GIVEN EXERCISE> In the listing below, locate the line containing "Mark one point on each instance of the napkin"; reproduce that line and all lines that follow it, unchanged.

>> Begin

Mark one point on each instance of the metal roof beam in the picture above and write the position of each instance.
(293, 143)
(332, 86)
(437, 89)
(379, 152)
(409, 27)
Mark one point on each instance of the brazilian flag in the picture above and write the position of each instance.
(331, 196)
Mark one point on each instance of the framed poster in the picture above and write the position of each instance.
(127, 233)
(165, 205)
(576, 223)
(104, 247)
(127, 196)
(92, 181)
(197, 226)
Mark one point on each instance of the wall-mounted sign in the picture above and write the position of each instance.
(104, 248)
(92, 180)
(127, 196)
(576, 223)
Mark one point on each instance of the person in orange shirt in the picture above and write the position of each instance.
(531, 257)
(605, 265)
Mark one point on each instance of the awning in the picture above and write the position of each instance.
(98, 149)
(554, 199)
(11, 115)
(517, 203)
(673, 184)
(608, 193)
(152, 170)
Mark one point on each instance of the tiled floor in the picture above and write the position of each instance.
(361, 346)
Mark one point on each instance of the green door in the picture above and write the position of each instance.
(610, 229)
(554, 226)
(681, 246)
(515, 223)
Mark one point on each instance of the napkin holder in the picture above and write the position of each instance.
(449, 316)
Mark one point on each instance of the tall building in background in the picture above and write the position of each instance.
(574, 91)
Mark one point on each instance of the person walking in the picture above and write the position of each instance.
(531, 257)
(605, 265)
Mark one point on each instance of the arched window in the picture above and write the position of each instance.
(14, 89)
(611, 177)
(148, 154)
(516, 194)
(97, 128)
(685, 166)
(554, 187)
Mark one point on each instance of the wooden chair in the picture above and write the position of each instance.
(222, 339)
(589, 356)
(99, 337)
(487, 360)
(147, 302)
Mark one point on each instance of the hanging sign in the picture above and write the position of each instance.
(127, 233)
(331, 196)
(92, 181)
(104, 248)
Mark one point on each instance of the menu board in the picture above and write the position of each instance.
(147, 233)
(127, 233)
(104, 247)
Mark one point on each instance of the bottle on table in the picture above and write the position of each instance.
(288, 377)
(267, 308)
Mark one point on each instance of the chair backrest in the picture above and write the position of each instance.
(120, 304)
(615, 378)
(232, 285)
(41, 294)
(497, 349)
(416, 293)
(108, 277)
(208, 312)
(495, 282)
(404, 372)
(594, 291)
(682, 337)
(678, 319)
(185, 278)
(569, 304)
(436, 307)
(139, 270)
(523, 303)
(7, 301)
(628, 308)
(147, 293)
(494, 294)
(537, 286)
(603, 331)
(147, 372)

>> End

PROBLEM SOLUTION>
Mark one point on each instance of the napkin holder in the picture above and write the position of each instance.
(449, 316)
Mark one point on each instance of the tall building in background in the picture above and write the position of each instance.
(574, 91)
Mark one point on each instance of the person walking in the picture above and write the position of each instance.
(531, 257)
(605, 265)
Mark one point on each instance of the arched window in the picture above and write the position of each instance.
(14, 89)
(611, 177)
(148, 154)
(516, 194)
(97, 128)
(685, 166)
(554, 187)
Mark one point on each instance of the wooden chair in the picture above and write the position of each instance.
(222, 339)
(589, 356)
(99, 337)
(487, 360)
(147, 302)
Mark one point on each instance of the hanging sign in the picture above and write the position of each instance.
(127, 233)
(331, 196)
(92, 181)
(104, 248)
Mark one point on each instance of the menu board in the picture above and write the position of each instance.
(147, 233)
(127, 233)
(104, 247)
Mark one point on each instance of the bottle on table in the picture above and write the position of each instance.
(288, 377)
(267, 308)
Mark one point on each instance of the chair backrest in the picture above and write the position of each instance.
(120, 304)
(615, 378)
(232, 285)
(41, 294)
(497, 349)
(416, 293)
(108, 277)
(208, 312)
(495, 282)
(404, 372)
(594, 291)
(682, 337)
(678, 319)
(185, 278)
(569, 304)
(436, 307)
(139, 270)
(523, 303)
(7, 301)
(628, 308)
(147, 293)
(494, 294)
(537, 286)
(603, 331)
(147, 372)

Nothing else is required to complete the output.